_TEXTO FORNECIDO:_

※

5 LÍNGUA, DISCURSO E RESISTÊNCIA

Nesta parte do texto, focaremos o discurso de Francesc Boix para salvar os negativos incriminadores. O foco é a língua como materialidade significante.

Boix é levado à festa de aniversário de dez anos do filho do diretor de Mauthausen para este ser fotografado. Lá, ele entreouve uma conversa entre o diretor e o chefe da pedreira para onde muitos prisioneiros são levados. É sabido que lá eles são mais bem tratados. Boix aproveita a oportunidade e indica o garoto Anselmo para trabalhar na pedreira na intenção de tirá-lo do campo e da morte iminente. O chefe da pedreira aceita. Anselmo vai morar em um alojamento e com ele leva mais alguns negativos.

Mas antes disso, em outro momento da festa, o filho do diretor ganha um revólver de aniversário e quer brincar com ele ali mesmo. Seu pai sádico carrega o brinquedo com munição de verdade e ajuda o garoto a mirar nos empregados da festa, todos prisioneiros de Mauthausen. Ele atira em um garçom e este cai imediatamente. O próximo alvo é Anselmo, mas neste momento Boix se interpõe e tenta persuadir o diretor a poupar Anselmo. O diretor, que a todo momento segura o braço do filho e ajuda-o a mirar, diz: “Se não quer ser o próximo, não interfira”. Neste momento, o chefe da pedreira interfere e diz que Anselmo, por ser jovem, pode ser útil, e que poupe pelo menos ele. O filho do diretor, armado e assustado, hesita em atirar, seu pai toma-lhe o revólver da mão e atira em outro garçom-prisioneiro, em vez do garoto. Boix ajudara a salvar a vida do menino.

Aqui, vemos a resistência no discurso de Boix - um discurso político de afirmação. O discurso lá onde não deveria estar, rompendo limites, quebrando barreiras. No momento em que assume uma posição discursiva outra que não a de prisioneiro-fotógrafo, Boix estilhaça o ritual do discurso de dominação. O discurso de Boix agita as redes de memória e o trajeto dos discursos de seus dominadores. Pêcheux (1983/2015) diz que:

Só por sua existência, todo discurso marca a possibilidade de uma desestruturação-reestruturação dessas redes e trajetos: todo discurso é o índice potencial de uma agitação nas filiações sócio-históricas de identificação, na medida em que ele constitui ao mesmo tempo um efeito dessas filiações e um trabalho (mais ou menos consciente, deliberado, construído ou não, mas de todo modo atravessado pelas determinações inconscientes) de deslocamento no seu espaço: não há identificação plenamente bem sucedida, isto é, ligação sócio-histórica que não seja afetada, de uma maneira ou de outra, por uma “infelicidade” no sentido performativo do termo (PÊCHEUX, 1983/2015, p. 56).

※

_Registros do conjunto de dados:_

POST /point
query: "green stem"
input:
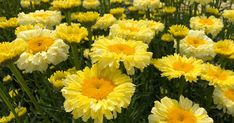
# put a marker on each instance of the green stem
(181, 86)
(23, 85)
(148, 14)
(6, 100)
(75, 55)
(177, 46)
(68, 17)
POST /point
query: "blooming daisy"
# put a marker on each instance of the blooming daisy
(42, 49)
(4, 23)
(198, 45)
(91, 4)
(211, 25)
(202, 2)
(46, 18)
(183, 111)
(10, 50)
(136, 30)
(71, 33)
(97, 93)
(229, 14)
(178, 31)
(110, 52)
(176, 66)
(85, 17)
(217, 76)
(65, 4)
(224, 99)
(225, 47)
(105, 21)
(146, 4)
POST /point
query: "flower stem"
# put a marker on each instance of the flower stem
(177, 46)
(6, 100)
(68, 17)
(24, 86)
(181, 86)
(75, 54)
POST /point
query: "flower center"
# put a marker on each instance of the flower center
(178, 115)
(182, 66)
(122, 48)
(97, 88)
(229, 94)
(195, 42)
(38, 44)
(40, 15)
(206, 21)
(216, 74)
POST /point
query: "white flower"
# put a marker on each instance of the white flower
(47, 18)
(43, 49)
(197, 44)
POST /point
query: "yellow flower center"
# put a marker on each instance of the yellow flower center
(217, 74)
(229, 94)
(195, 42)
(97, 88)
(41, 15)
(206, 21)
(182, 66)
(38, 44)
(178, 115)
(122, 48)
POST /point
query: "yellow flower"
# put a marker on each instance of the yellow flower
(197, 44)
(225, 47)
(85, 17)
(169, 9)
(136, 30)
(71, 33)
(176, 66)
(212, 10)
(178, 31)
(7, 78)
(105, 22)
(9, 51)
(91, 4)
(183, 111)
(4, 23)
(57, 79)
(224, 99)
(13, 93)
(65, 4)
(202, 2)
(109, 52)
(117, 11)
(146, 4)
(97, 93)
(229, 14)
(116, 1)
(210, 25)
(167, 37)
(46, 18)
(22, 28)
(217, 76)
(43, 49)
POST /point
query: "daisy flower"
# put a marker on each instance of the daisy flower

※

_PROBLEMA PROPOSTO A:_ No texto sobre o discurso de Francesc Boix, que presente o filho do diretor de Mauthausen ganha na festa de aniversário?
_PROBLEMA PROPOSTO B:_ Por favor, informe quantas linhas da listagem contêm a palavra "white", diferenciando maiúsculas de minúsculas. Responda só com o número.

_RESPOSTA CORRETA A:_ Um revólver.

_RESPOSTA CORRETA B:_ 2